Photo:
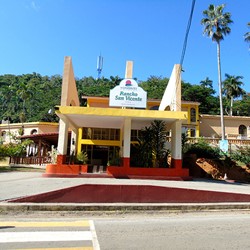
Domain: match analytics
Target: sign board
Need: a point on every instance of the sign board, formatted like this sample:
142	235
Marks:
128	94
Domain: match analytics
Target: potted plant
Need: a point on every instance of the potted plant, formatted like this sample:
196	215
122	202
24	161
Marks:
83	157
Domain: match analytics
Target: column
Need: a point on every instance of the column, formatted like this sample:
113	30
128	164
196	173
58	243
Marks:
62	142
126	142
176	148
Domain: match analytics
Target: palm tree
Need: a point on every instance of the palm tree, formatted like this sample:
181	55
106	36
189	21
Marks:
232	89
216	26
247	35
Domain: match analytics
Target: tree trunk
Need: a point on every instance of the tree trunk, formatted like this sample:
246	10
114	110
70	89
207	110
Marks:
231	106
220	93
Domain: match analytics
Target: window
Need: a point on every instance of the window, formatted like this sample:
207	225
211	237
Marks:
101	134
192	132
33	132
242	130
192	115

▶ **Your instructions**
Where the line containing "Need: a point on every instance of the tree" appears, start copying, and go on exactly through the last line of the data.

▶ **Response area**
Need: a point on every instance of the tree trunk, formatted like this sample:
246	10
114	110
70	89
207	110
Marks:
231	106
220	93
Domain: match analytics
Target: window
Need: a point on every instance of the window, formatted like this sample:
207	225
211	237
Marks:
101	134
192	132
33	132
242	130
192	115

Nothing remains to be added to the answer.